** Supplied data follows **
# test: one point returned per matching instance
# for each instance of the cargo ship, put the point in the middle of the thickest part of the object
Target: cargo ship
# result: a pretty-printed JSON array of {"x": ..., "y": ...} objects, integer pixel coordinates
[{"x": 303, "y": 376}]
** End of Supplied data **
**What you need to do**
All lines from the one containing "# for each instance" through the final line of the records above are to be set down exactly, and no other line is to appear.

**Result for this task**
# for each instance of the cargo ship, put the point in the middle of the thickest part of the object
Target: cargo ship
# result: a pretty-printed JSON array of {"x": ..., "y": ...} objects, integer pixel coordinates
[{"x": 303, "y": 376}]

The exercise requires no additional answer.